### [Exercise instructions]
From the text on binomial distribution, return the part starting with "This is given" and going on through "denoted as $F$.", copied word for word.

### [Supplied text]

Probability
14.0 Binomial Distribution for Successive Events
14.0 Binomial Distribution for Successive Events
Bernoulli trials:
Trials of a random experiment are called Bernoulli trials, if they satisfy the following conditions:
i. They are finite in number
ii. They are independent of each other
iii. Each trial has exactly two outcomes. (Success or Failure)
iv. The probability of success and failure remains same in each trial.
Binomial distribution:
Suppose $p$ and $q$ are the respective chances of the happening and failing of an event at a single trial i.e. $p + q = 1$. Then the chance of its happening $r$ times in $n$ trials is $^n{C_r}{p^r}{q^{n - r}}$ as the chances of its happening $r$ times and failing $n - r$ trials in a given order is ${p^r}{q^{n - r}}$ and there are $^n{C_r}$ such orders which are mutually exclusive.
This is given by the terms in the binomial expansion of ${(p + q)^n}$.
Explanation: Consider a random experiment and an event $A$ associated with it. If the experiment results in the event $A$, let it be considered as success. Let this be denoted by $S$. If the event $A$ is not occurring, then let us consider it to be failure. Let this be denoted as $F$.
Let the probability of $S$ i.e. success be $P(S) = p$
Let the probability of $F$ i.e. failure be $P(F) = q$
Let the experiment be performed $4$ times under identical conditions.
Let the probability of three success be considered.
Three successes in $4$ trials can occur in $^4{C_3}$, they are
$$SSSF,\;SSFS,\;SFSS,\;FSSS$$
By addition theorem,
either of the one occurs.
Thus probability is $$P(SSSF) + P(SSFS) + P(SFSS) + P(FSSS)$$
Since, each event is independent,
$$\begin{equation} \begin{aligned} P(SSSF) = P(S)P(S)P(S)P(F) = p \times p \times p \times q = {p^3}q \\ P(SSFS) = P(S)P(S)P(F)P(S) = p \times p \times q \times p = {p^3}q \\ P(SFSS) = P(S)P(F)P(S)P(S) = p \times q \times p \times p = {p^3}q \\ P(FSSS) = P(F)P(S)P(S)P(S) = q \times p \times p \times p = {p^3}q \\\end{aligned} \end{equation} $$
Thus,
$$P(X = 3) = {\;^4}{C_3}{p^3}q = {\;^4}{C_3}{p^3}{q^{4 - 3}}$$
Similarly,
$$\begin{equation} \begin{aligned} P(X = 0) = {\;^4}{C_0}{p^0}{q^4} = {\;^4}{C_0}{p^0}{q^{4 - 0}} \\ P(X = 1) = {\;^4}{C_1}{p^1}{q^3} = {\;^4}{C_1}{p^1}{q^{4 - 1}} \\ P(X = 2) = {\;^4}{C_2}{p^2}{q^2} = {\;^4}{C_2}{p^2}{q^{4 - 2}} \\ P(X = 4) = {\;^4}{C_4}{p^4}{q^0} = {\;^4}{C_4}{p^4}{q^{4 - 4}} \\\end{aligned} \end{equation} $$
Hence we get,
$$P(X = r) = {\;^n}{C_r}{p^r}{q^{n - r}}$$
Definition:
A random variable $X$ which takes values $0, 1, 2, .... , n$ is said to follow binomial distribution if its probability distribution function is given by,
$$P(X = r) = {\;^n}{C_r}{p^r}{q^{n - r}}$$
$r = 0,1,2,...,n$
$where\;p,q > 0\;\;and\;p + q = 1$
Illustration 47. A die is thrown $5$ times. What is the chance that an odd number turns up i. exactly $4$ times , ii. at least $2$ times
Solution: Probability of success is
$${{3 \over 6}}$$
i.e.

### [Data lines]
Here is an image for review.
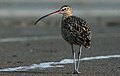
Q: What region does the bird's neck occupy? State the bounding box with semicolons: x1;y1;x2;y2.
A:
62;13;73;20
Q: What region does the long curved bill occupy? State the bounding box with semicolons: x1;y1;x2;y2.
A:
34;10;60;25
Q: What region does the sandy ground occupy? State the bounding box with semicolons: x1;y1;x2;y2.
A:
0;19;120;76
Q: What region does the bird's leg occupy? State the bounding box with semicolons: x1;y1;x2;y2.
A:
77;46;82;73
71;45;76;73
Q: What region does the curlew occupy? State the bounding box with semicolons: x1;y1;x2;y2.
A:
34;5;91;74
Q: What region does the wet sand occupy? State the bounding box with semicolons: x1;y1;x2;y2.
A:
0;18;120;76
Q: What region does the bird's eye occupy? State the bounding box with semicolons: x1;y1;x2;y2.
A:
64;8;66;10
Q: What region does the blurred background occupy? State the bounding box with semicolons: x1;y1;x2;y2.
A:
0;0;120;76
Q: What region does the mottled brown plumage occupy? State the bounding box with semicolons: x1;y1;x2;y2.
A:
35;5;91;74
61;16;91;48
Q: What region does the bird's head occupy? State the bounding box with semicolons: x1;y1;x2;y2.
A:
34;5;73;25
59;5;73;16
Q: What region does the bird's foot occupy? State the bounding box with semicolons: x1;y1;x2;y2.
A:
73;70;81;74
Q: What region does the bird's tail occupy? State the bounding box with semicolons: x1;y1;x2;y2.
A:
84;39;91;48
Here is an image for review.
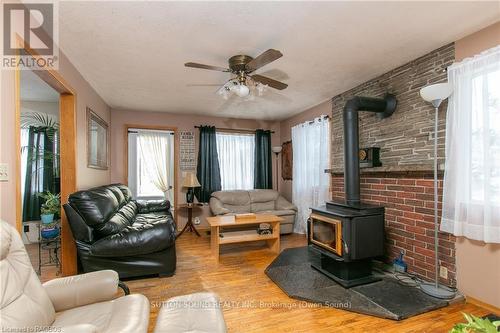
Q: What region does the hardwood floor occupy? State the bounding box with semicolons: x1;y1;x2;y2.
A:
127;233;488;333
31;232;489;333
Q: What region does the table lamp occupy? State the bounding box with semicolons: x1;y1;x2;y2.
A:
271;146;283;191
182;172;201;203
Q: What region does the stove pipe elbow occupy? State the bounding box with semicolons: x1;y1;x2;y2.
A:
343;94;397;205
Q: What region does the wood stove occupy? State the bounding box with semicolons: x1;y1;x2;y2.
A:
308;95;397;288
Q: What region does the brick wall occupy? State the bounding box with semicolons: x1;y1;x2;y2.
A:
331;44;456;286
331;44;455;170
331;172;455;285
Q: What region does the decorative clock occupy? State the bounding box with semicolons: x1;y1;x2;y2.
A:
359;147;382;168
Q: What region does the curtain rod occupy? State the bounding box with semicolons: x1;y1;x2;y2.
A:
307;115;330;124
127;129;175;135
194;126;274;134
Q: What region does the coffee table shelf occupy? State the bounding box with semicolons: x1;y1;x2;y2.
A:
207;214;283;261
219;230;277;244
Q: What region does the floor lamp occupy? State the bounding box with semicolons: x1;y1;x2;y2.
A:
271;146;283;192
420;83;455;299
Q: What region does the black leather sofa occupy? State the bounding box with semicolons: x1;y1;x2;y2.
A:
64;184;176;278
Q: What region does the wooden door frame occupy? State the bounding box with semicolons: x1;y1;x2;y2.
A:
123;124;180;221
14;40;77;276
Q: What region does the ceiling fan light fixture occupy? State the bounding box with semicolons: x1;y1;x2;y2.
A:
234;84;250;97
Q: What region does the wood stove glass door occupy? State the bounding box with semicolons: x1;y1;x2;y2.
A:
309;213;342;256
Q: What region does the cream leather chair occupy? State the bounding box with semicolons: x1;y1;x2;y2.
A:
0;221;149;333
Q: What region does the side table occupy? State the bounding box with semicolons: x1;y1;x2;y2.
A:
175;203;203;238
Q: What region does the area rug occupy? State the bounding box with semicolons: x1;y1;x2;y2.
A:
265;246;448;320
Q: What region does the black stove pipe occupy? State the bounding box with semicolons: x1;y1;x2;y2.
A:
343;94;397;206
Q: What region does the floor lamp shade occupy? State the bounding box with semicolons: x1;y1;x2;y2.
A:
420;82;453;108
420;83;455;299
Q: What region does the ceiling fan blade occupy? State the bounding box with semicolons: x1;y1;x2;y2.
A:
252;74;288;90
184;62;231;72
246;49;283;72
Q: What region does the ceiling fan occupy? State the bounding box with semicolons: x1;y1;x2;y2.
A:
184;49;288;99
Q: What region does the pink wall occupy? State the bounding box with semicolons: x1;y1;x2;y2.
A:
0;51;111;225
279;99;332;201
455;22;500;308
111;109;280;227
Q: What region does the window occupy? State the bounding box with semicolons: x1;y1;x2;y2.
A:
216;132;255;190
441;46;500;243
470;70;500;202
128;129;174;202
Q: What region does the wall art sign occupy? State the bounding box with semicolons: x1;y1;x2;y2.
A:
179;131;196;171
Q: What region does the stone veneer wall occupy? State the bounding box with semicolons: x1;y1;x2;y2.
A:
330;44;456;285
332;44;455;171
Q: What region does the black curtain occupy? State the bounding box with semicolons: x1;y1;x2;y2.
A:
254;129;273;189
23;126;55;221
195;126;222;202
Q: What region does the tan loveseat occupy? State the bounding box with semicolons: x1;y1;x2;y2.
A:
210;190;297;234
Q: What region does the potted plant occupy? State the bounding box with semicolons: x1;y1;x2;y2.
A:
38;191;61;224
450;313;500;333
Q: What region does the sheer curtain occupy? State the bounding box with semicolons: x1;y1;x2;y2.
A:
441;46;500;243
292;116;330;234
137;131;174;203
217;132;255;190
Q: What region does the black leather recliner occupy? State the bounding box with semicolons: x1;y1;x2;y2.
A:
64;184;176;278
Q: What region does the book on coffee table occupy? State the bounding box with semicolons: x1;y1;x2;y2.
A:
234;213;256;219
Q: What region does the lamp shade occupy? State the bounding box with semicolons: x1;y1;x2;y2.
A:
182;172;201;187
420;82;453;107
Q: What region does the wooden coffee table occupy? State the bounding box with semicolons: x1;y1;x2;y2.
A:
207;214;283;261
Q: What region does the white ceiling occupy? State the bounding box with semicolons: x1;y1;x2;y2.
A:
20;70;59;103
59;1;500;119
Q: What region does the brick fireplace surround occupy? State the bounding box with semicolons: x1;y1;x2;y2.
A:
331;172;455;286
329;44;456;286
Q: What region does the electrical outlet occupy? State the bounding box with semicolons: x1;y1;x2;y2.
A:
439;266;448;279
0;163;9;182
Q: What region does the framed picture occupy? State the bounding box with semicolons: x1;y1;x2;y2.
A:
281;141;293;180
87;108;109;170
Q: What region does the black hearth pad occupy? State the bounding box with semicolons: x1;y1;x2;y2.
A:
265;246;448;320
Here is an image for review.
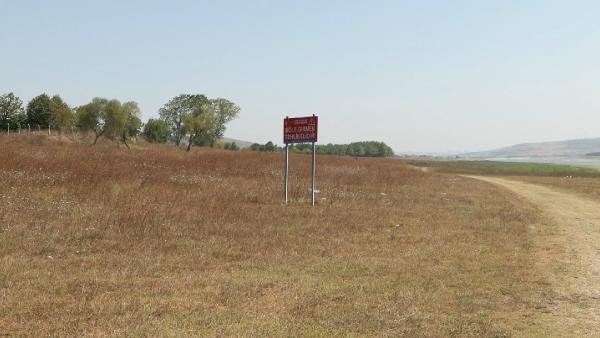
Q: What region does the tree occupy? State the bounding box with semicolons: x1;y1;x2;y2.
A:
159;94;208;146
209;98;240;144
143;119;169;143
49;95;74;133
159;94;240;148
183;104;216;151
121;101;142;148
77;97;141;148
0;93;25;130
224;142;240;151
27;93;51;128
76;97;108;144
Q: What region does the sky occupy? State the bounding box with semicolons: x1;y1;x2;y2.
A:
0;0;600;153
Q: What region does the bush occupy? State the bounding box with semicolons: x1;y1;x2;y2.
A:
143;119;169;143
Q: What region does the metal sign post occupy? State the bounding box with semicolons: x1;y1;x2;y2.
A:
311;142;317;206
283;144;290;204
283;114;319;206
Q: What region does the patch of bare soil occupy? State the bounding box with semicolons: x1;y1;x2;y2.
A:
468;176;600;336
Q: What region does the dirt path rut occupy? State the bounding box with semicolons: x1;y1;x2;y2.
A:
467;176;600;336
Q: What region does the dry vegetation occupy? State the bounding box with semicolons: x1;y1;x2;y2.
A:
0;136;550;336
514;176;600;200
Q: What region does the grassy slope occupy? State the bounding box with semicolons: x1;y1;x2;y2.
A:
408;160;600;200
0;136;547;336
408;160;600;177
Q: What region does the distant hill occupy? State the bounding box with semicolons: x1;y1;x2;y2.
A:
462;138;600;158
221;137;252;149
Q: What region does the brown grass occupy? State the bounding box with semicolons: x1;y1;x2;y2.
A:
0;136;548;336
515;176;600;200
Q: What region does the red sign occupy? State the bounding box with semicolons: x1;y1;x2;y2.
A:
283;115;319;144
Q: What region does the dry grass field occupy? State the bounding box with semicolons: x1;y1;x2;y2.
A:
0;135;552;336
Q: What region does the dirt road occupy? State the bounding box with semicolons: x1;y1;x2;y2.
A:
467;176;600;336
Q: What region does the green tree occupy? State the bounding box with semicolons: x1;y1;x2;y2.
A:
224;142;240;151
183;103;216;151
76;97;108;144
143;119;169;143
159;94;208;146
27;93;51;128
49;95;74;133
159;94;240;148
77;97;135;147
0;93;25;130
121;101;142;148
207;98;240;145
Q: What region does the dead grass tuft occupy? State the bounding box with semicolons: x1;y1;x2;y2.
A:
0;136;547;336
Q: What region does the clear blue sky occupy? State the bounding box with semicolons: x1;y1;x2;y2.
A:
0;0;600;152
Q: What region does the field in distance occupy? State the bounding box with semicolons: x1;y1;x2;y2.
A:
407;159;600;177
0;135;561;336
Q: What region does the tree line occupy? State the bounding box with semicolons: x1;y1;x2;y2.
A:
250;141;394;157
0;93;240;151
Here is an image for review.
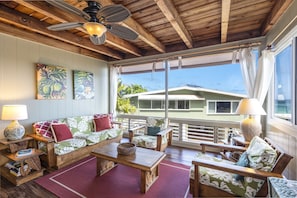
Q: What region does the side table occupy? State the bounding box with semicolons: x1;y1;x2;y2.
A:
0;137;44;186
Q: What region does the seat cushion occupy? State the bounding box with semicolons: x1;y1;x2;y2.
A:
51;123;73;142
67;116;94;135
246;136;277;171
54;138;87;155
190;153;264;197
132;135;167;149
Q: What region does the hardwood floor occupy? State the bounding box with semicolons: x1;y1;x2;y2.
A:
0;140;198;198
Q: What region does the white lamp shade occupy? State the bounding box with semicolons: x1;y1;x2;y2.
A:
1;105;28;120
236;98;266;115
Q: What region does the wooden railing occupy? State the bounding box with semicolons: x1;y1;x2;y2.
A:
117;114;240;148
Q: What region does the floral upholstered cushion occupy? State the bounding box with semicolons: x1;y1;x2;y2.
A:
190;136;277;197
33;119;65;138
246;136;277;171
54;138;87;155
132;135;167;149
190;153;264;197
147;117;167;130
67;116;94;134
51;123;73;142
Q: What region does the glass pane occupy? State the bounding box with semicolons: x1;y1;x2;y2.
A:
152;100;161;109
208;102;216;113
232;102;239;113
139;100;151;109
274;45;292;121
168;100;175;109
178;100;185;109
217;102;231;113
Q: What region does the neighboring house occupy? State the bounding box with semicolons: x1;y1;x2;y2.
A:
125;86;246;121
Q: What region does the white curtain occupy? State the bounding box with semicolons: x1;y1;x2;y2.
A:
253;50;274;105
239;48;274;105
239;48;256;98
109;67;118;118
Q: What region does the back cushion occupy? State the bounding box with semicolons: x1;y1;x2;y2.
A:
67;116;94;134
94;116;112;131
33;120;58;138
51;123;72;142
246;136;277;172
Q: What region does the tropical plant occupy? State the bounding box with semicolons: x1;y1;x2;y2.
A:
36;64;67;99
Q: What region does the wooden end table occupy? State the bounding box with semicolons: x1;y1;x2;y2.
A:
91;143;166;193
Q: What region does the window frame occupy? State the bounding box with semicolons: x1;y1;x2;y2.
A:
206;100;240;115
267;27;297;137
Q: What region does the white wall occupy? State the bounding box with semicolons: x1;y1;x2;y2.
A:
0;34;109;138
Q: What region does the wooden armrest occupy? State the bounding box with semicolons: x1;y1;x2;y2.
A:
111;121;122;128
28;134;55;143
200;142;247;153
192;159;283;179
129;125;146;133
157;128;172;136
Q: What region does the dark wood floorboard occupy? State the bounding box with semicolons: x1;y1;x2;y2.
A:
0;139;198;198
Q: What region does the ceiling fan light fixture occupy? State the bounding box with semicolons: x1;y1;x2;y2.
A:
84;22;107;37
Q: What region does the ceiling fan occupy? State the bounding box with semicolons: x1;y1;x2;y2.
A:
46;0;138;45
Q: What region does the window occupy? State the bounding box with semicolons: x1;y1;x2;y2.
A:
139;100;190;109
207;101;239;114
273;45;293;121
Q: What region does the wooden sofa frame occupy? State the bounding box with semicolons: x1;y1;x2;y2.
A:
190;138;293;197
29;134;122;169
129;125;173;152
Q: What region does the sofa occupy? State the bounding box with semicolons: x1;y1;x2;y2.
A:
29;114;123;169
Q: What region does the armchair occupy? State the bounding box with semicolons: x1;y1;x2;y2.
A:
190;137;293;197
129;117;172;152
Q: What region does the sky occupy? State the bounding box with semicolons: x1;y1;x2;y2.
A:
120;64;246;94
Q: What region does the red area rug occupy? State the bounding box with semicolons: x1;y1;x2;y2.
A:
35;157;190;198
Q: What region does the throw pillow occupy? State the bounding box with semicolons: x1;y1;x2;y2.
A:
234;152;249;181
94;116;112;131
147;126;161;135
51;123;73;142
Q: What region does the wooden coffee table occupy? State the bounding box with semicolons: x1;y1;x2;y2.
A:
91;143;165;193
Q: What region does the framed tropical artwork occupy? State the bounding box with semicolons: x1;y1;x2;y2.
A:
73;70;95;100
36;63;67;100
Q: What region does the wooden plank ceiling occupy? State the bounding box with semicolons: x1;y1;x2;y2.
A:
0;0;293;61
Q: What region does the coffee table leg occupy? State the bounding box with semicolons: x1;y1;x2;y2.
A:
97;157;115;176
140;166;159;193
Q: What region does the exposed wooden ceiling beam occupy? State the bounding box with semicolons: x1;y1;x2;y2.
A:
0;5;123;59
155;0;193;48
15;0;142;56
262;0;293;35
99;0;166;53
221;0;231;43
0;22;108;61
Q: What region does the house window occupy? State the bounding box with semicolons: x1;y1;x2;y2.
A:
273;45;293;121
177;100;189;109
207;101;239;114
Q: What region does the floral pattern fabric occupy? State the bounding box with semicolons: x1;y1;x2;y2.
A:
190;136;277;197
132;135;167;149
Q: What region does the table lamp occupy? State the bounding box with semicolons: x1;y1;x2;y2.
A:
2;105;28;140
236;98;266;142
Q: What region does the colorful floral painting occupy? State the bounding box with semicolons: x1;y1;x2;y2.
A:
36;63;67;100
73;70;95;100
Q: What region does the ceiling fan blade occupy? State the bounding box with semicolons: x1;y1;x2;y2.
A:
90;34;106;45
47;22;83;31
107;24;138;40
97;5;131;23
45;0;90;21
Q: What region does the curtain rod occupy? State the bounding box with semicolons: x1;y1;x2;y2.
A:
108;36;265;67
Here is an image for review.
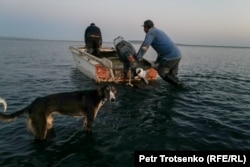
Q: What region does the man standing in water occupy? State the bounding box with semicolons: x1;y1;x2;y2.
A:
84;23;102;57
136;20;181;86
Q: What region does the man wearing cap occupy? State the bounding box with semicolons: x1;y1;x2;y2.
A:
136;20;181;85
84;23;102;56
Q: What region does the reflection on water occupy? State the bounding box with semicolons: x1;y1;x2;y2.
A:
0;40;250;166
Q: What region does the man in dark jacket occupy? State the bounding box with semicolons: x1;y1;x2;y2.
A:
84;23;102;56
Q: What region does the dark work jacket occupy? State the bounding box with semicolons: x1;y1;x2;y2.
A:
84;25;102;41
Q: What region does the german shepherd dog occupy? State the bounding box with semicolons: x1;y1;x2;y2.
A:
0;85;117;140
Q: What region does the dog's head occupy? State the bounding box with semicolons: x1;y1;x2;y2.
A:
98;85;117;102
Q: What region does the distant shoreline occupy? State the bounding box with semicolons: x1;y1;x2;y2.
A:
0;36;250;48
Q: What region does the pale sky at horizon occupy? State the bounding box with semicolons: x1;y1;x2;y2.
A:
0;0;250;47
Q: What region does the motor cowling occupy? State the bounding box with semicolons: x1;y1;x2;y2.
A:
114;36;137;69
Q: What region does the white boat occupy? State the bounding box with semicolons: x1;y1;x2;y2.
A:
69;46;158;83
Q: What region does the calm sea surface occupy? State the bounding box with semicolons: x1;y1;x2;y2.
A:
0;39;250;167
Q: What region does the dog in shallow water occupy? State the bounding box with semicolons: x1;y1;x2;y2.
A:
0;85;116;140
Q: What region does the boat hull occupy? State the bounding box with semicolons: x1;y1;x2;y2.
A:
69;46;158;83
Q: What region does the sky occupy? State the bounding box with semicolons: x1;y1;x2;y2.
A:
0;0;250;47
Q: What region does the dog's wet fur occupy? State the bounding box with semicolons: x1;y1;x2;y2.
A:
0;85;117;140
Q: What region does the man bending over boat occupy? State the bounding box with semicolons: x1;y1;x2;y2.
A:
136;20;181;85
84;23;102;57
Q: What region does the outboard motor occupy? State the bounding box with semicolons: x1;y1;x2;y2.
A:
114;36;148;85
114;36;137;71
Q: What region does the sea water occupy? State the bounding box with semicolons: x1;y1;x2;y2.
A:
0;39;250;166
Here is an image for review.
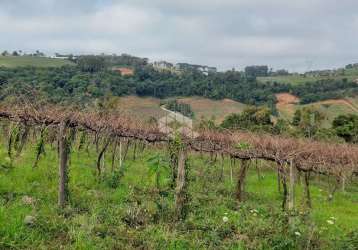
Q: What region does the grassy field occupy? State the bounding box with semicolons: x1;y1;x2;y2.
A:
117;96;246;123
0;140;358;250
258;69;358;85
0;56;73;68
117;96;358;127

### [Exercise answer]
This is given by the terms in the binomial expansion of ${(p + q)^n}$.
Explanation: Consider a random experiment and an event $A$ associated with it. If the experiment results in the event $A$, let it be considered as success. Let this be denoted by $S$. If the event $A$ is not occurring, then let us consider it to be failure. Let this be denoted as $F$.